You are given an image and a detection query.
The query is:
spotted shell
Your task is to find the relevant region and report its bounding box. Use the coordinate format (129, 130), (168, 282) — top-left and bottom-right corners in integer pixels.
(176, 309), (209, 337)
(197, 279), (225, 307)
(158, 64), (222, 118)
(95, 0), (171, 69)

**EXERCISE DESCRIPTION:** Rewrite the records with "spotted shell" changed to "striped shell" and everything else left the same.

**EXPECTED ANSWER:**
You are given an image and a detection query.
The query is:
striped shell
Your task is to find the relevant region and report its bounding box. Use the coordinate format (129, 130), (168, 282) — top-left and bottom-right corners in integer pixels.
(176, 309), (209, 337)
(197, 279), (225, 307)
(158, 64), (222, 118)
(95, 0), (171, 69)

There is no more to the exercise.